§ EXERCISE BRIEF
With the pictures left aside, write out the entries that follow exactly.

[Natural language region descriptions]
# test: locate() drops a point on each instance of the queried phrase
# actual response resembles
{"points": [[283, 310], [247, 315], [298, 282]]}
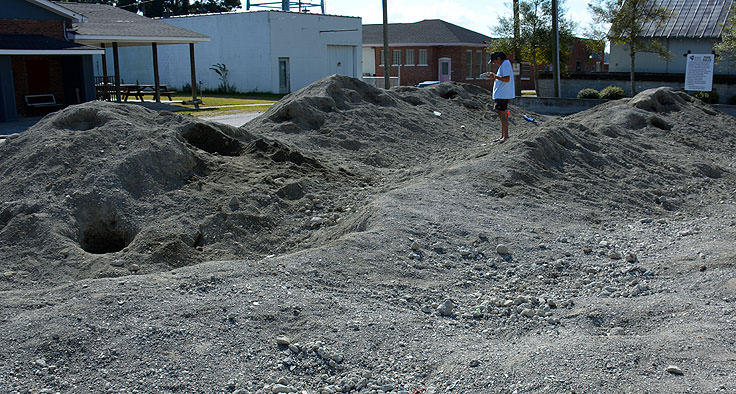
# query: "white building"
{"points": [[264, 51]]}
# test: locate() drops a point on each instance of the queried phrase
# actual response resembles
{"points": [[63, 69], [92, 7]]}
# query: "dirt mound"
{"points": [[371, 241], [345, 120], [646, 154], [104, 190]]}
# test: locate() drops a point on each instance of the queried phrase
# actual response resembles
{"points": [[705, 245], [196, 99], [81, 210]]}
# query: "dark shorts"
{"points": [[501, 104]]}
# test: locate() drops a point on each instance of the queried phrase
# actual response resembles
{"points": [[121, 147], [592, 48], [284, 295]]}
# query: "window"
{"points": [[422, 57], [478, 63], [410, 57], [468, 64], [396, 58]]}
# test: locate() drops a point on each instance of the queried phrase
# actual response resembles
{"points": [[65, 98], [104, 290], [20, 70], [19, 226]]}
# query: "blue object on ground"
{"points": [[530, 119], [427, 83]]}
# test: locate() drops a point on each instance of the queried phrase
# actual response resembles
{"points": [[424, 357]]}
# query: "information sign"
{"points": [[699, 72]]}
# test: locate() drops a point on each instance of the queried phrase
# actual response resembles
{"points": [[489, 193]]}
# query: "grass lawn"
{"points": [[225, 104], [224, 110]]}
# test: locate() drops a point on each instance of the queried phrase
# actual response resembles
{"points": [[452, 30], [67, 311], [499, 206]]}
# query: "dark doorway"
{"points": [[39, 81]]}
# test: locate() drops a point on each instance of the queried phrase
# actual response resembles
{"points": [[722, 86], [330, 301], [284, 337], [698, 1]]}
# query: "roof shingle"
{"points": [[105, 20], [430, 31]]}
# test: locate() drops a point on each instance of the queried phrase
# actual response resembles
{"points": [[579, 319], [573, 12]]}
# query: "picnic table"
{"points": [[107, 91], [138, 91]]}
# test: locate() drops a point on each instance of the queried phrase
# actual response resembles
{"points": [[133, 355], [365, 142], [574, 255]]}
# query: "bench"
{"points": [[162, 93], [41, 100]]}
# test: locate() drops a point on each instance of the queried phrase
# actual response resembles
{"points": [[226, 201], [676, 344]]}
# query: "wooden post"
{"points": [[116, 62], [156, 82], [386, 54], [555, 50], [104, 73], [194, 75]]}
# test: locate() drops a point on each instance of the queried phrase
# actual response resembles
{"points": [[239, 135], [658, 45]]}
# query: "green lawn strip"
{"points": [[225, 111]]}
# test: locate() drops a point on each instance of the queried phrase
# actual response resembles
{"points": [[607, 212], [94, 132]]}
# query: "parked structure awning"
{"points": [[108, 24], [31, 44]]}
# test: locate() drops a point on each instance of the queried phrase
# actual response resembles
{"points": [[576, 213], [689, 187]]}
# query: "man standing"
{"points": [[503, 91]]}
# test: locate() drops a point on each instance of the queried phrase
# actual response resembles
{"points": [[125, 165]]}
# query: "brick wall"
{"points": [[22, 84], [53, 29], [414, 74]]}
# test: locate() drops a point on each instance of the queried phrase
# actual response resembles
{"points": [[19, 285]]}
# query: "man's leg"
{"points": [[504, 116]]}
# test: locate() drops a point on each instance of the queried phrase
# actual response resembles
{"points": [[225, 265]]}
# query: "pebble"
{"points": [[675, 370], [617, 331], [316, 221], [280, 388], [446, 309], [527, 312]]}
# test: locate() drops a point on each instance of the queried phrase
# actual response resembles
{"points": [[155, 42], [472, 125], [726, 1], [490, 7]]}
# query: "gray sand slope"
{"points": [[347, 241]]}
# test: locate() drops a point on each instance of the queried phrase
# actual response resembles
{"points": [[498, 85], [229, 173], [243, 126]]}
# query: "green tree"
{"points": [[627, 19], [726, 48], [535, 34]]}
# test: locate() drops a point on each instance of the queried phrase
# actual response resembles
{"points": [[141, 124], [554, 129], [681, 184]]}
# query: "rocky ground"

§ RESPONSE TO THE EXERCISE
# test: locate() drops a point on each instance of the queried phrase
# actual response resembles
{"points": [[283, 310], [247, 315], [298, 282]]}
# query: "white building"
{"points": [[264, 51]]}
# test: locate() drops a point on each instance of the queried phrase
# actual response resembles
{"points": [[63, 69], [92, 7]]}
# query: "dirt mound"
{"points": [[371, 241], [345, 120], [646, 154], [104, 190]]}
# test: locate() drops a point on each instance of the queried phrase
# actual response resembles
{"points": [[705, 245], [196, 99], [81, 210]]}
# query: "dark shorts"
{"points": [[501, 104]]}
# test: locate() drops a point on each instance of the queried phrase
# actual response resembles
{"points": [[121, 147], [592, 48], [284, 295]]}
# query: "window"
{"points": [[422, 57], [478, 63], [410, 57], [468, 64], [396, 58]]}
# test: locate() drops a point on each instance of the queried phrase
# actual response resembles
{"points": [[65, 98], [104, 290], [20, 70], [19, 226]]}
# query: "blue object on ground"
{"points": [[530, 119], [427, 83]]}
# test: locate() drops a point on each instance of the queried phrase
# actual response resembles
{"points": [[424, 357]]}
# query: "information sign"
{"points": [[699, 72]]}
# test: locate() drops a point on each instance of the queried phrase
# actual response resembles
{"points": [[489, 193]]}
# query: "grass lawn"
{"points": [[225, 104], [224, 110]]}
# test: locate() drops a point on each instance of the queried phrase
# actual response resembles
{"points": [[452, 30], [67, 311], [499, 206]]}
# query: "dark doorway"
{"points": [[39, 81]]}
# test: locate() drops a point on each instance of the queried phrase
# actual response resembles
{"points": [[722, 86], [330, 301], [284, 337], [698, 1]]}
# query: "roof shingle"
{"points": [[105, 20], [430, 31]]}
# test: locate() drops a point on each instance of the queried phrase
# actual response resembles
{"points": [[579, 319], [573, 12]]}
# query: "picnic table"
{"points": [[107, 91], [138, 91]]}
# test: locate() drops a point on each instance of the queried phrase
# actual response resembles
{"points": [[133, 355], [365, 142], [574, 255]]}
# query: "bench"
{"points": [[162, 93], [41, 100]]}
# test: locate() drops a point on each instance of the queried phrase
# actual response resembles
{"points": [[226, 201], [676, 344]]}
# query: "wooden post"
{"points": [[116, 62], [156, 82], [386, 54], [555, 50], [104, 73], [194, 75]]}
# test: locate() drops a point on each instance of the queried phrase
# actual response resembles
{"points": [[239, 135], [658, 45]]}
# query: "green lawn strip"
{"points": [[225, 111]]}
# test: locate() drops a point on each instance of the queried phrase
# actual response resembles
{"points": [[607, 212], [94, 132]]}
# query: "parked structure awning"
{"points": [[108, 24], [31, 44]]}
# test: locate() drops a point on each instance of the queried phrase
# actual response resembles
{"points": [[576, 213], [689, 187]]}
# query: "man standing"
{"points": [[503, 91]]}
# test: locate() drops a point on each instance of the queried phrase
# actual response resembles
{"points": [[125, 165]]}
# query: "brick wall"
{"points": [[22, 84], [53, 29], [414, 74]]}
# test: locate() drops a point on each instance of the queried phrase
# actual response resembles
{"points": [[19, 285]]}
# query: "man's leg"
{"points": [[504, 116]]}
# test: locate() drops a point on each instance of the queried phrase
# actual response resembles
{"points": [[225, 265]]}
# query: "pebble"
{"points": [[675, 370], [617, 331], [316, 221], [280, 388], [446, 309], [527, 312]]}
# test: locate() drops a point on each instance of the queried phrase
# actual response resembles
{"points": [[155, 42], [472, 125], [726, 1], [490, 7]]}
# query: "gray sand slope"
{"points": [[347, 241]]}
# test: locate() drops a point on each instance of the queried phrase
# actual response resembles
{"points": [[498, 85], [229, 173], [243, 126]]}
# query: "green tree"
{"points": [[627, 19], [726, 48], [535, 34]]}
# test: locate() drops a point on each instance of the queried phrase
# actual response resembles
{"points": [[141, 124], [554, 129], [681, 184]]}
# query: "rocky ground"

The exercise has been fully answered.